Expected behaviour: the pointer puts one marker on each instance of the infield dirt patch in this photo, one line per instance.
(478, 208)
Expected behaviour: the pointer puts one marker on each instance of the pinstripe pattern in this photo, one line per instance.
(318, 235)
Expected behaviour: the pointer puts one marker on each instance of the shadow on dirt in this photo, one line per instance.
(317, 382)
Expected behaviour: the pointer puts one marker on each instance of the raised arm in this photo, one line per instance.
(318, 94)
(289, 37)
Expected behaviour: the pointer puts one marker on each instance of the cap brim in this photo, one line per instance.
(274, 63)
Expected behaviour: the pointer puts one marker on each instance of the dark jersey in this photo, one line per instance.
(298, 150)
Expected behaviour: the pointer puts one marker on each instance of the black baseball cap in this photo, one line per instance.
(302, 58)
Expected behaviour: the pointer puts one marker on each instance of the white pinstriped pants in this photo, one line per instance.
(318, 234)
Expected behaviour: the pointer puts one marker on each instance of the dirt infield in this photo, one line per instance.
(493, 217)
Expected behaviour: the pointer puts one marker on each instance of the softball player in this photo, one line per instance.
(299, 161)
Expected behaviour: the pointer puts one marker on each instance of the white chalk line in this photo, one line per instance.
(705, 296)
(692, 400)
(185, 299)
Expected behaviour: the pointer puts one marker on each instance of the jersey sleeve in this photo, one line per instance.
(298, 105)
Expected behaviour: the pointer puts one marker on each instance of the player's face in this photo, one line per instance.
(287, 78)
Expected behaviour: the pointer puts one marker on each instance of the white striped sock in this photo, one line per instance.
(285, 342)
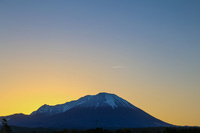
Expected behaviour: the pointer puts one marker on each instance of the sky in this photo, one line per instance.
(147, 52)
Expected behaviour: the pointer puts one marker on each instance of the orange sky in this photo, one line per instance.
(145, 52)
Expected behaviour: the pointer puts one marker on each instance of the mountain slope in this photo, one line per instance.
(101, 110)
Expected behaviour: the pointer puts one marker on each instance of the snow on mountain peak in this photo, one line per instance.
(95, 101)
(110, 100)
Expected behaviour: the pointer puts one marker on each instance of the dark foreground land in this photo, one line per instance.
(100, 130)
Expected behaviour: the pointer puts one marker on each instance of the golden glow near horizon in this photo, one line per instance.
(141, 51)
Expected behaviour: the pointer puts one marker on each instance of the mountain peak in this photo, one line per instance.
(102, 99)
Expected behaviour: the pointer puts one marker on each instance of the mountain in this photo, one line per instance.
(102, 110)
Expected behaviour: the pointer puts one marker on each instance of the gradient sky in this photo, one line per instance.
(147, 52)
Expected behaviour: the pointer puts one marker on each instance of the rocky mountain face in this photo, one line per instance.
(102, 110)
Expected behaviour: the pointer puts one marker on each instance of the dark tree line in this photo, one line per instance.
(5, 127)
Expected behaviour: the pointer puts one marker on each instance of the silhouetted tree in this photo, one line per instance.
(5, 128)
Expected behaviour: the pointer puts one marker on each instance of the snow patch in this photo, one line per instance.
(110, 100)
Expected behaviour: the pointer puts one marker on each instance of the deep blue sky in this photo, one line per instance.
(141, 50)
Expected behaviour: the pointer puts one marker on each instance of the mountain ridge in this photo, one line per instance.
(102, 110)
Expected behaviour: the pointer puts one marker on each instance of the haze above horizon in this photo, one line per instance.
(147, 52)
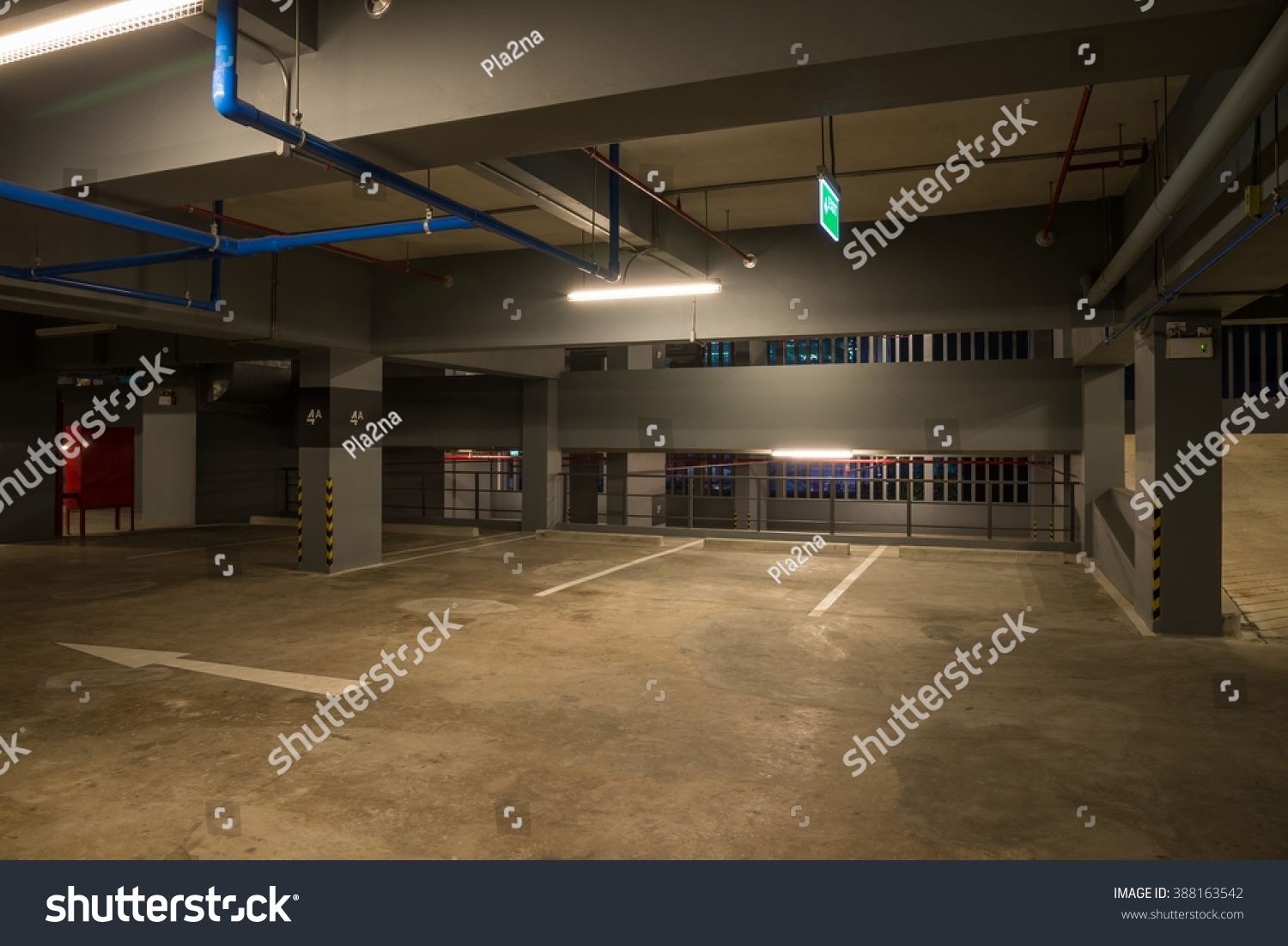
--*--
| Problem details |
Write the records out again in full, exactly, and skip every picture.

| Result |
Expected behaviour: the pointer puts one marker on each instance of the infield dirt patch in this photo, one line per instance.
(478, 208)
Expected behaviour: the pointer puts one marker on each instance of the pinstripe pattern in this photo, one line per instance.
(318, 235)
Expected behaviour: the pointer puts one marker on each instance of the shadow on dirt in this photo, one line per instance.
(317, 382)
Expected behaviour: the pointer puts one marker on each instance of the raised arm in this photo, one line per instance.
(318, 94)
(289, 37)
Expected behaviour: the pointer puts one marker on each instance of the cap brim in this photo, one line per instance.
(274, 63)
Expected behaviour: the pointer puts one marker on each instance of the dark jersey in this photo, one line per instance.
(298, 150)
Expected behaviour: the pointer puts one marker on each instance of the black baseball cap in this photo, one line per instance.
(302, 58)
Expected behaviour: the pointer puts one marker on each instance of the white pinstriped pants in this photo, one line per instance.
(318, 234)
Expected behaviour: the pointer puts one marker on each instance of the dirt infield in this photo, one line per instance.
(493, 217)
Expected behaviour: the pointer puts one marker on each instance of the softball player in this photo, one line per instance.
(299, 161)
Expected behaviour: the pointer puts one marker on each instance of the white chalk line in this photo, one line per instance.
(705, 296)
(692, 400)
(185, 299)
Expected behaviour: the pointer puts one marker on each instance of the jersey sleeve in this photo, one line per instance.
(298, 105)
Expected behaviour: the pointer puts one marker on each instance of the player's face in this photo, one line per instance.
(287, 78)
Expected behaviour: the pointer puts one marker on each instance of the white striped sock in this photo, one line per instance.
(285, 342)
Expected behaviour: the pointer puts one marker on each instance of the sky in this photo, one line per instance.
(147, 52)
Expected behaviour: the pointer puts one marker on each instance of the orange sky in this photo, one line per instance.
(145, 52)
Expected behaviour: the pointer puts one marker on each instance of the mountain slope in this photo, one line per instance.
(101, 110)
Expected behaviour: the pointer puts one marker on each instance of the snow on mountain peak in this photo, one line per instance.
(95, 101)
(110, 100)
Expected behaviour: the pointer puts one marker on each instance of the dark foreground land in this photo, one line per instance.
(100, 130)
Expected behaviour: the pointer puts one marker on each instance of the golden glow near horizon in this photo, one line per instance.
(141, 51)
Expected behaviour: the pointer puts one marker on each instance of the mountain peak in this photo, one line per instance.
(102, 99)
Expected behaviour: the pointer puts one marker on each instance of the mountain in this photo, one line per instance.
(102, 110)
Expected behaviour: the pointer puts one marker on each instance of the gradient sky in this photo, one line per instance.
(147, 52)
Expected behaviour: the pointer puts one marker on each instance of the rocky mountain face in this photo, one line per instance.
(102, 110)
Expected behaviour: the pointer puts one marker on each instance of the dark tree line in this photo, one line per instance.
(5, 127)
Expected behaviour: the pointer puts one marker on each instance of the silhouetted tree in this photo, one line per instance.
(5, 128)
Expected behaviour: the pointer puts one marker on each instance of the snow patch in this photo, one line per instance.
(110, 100)
Expected behaviour: the pointer puts one marker on each instance of the deep blue sky in this photo, one line per instance.
(141, 50)
Expected behaviour: the pointer puts one marker on each instance of the mountain ridge in this photo, one line per instance.
(102, 110)
Expected behaviour: the pointer puts one marker on each instance of the haze above horizon in this photo, one line per instance.
(147, 52)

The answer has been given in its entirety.